**Task instructions**
**A.** List every fruit named in the column.
**B.** Update the passage of the column between "Or maybe it" and "and taking nominations.", inclusive, so that "colossal" reads "enormous".

**Page text**
^^^^
Mike Trimble used to say it was a sure sign you were getting old when it became a wonder to you how long the days were and how short the years. That’s a truth so true that Mike surely got it from the great 20th-century American philosopher Leland Duvall. It sounds like Leland, peerless at getting to the bottom of things.
What brought those giants to mind was some spring cleaning I’ve been doing, always a tempting topic because it’s a dependable measure of change, of progress or lack of it, in a life as largely devoid of noteworthy fluctuation as ol moi’s. Only this time the ruminative urge stumbled upon the thought that I’d just written such a column, about seasonal closet-cleaning and the compulsive vernal rearrangement of unread books, only a fortnight or two ago. Hadn’t I?
Turned out that opus appeared in this space 55 weeks ago. 55 weeks! A full percent of the 21st century has since slipped by. Strawberries then tomatoes then watermelons came and went, and the landscape greened, yellowed, grayed, then pollened up once again for a whole new turn. Hot days, fall days, holidays, three-dog nights. Every day made a difference, brought forth a new headline, another line of construction barrels, yet at the end of the capricious span, it was hard to tell any difference. The dandelion April ’05 mornings here on Mockingbird Lane could have been matutinal clones or photocopies of those of late March aught four.
Fifty-five weeks could have been 55 seconds … except that by damn SOMEthing had changed. But what, when, if anybody knew, nobody was letting on.
Loved ones had passed during that time, and it’s different going on without those you’re accustomed to leaning on. But this was a difference different from that difference. It didn’t pertain to somebody dying, or to the survivors learning to accommodate, learning to live with what each of those new days presented, getting older and gradually more eccentric and ever more peripheral.
Or maybe it did pertain to that last, that horror that the euphemism has prettied into “getting older.” Silver threads among the gold, my foot. One of Newton’s entropy laws suggests an inevitable divergence, a veering away from life’s busy path toward a geezerly irrelevance without ever really realizing it, and I mulled that possibility but I didn’t mull it long. Whatever change had occurred here wasn’t taking some kind of symbolic offramp. It was a change as palpable and involving as changing gears or changing clothes. And it was colossal. It involved no less than a fundamental shift in objective reality. And after that there’d obviously been a sneaky and damnable coverup. Designed so that if you said anything, everybody would think you were crazy. You might even have doubts yourself.
So I’m on the case here, and taking nominations.
It might be that some black hole somewhere kicked in and started pulling us in an entirely different direction, but I doubt it.
^^^^
**Material**
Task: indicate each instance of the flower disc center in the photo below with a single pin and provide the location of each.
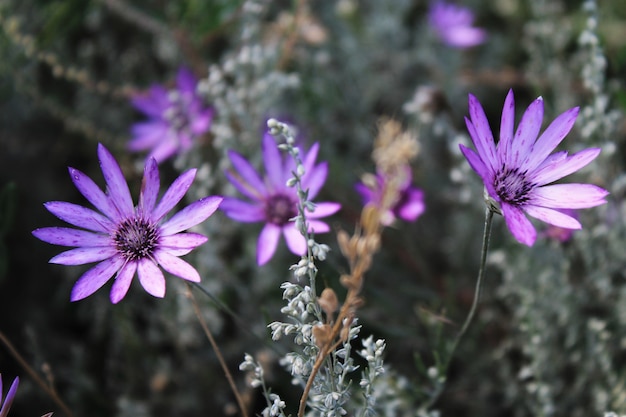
^^^^
**Task solutions**
**A.** Strawberries, tomatoes, watermelons

**B.**
Or maybe it did pertain to that last, that horror that the euphemism has prettied into “getting older.” Silver threads among the gold, my foot. One of Newton’s entropy laws suggests an inevitable divergence, a veering away from life’s busy path toward a geezerly irrelevance without ever really realizing it, and I mulled that possibility but I didn’t mull it long. Whatever change had occurred here wasn’t taking some kind of symbolic offramp. It was a change as palpable and involving as changing gears or changing clothes. And it was enormous. It involved no less than a fundamental shift in objective reality. And after that there’d obviously been a sneaky and damnable coverup. Designed so that if you said anything, everybody would think you were crazy. You might even have doubts yourself.
So I’m on the case here, and taking nominations.